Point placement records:

:::::

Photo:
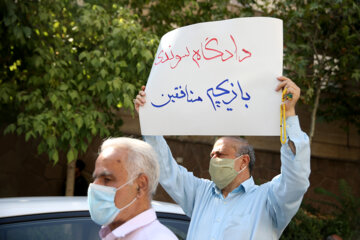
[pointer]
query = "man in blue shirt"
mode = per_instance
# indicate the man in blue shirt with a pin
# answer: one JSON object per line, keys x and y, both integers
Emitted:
{"x": 231, "y": 206}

:::::

- Your instructions -
Rewrite all of the records above with "pin" replaced by "marker" and everything else unchanged, omitting the pictures.

- The output -
Photo:
[pointer]
query = "man in blue shirt"
mode = per_instance
# indicate the man in blue shirt with a marker
# answer: one JSON object per line, keys x and y, both integers
Emitted:
{"x": 231, "y": 206}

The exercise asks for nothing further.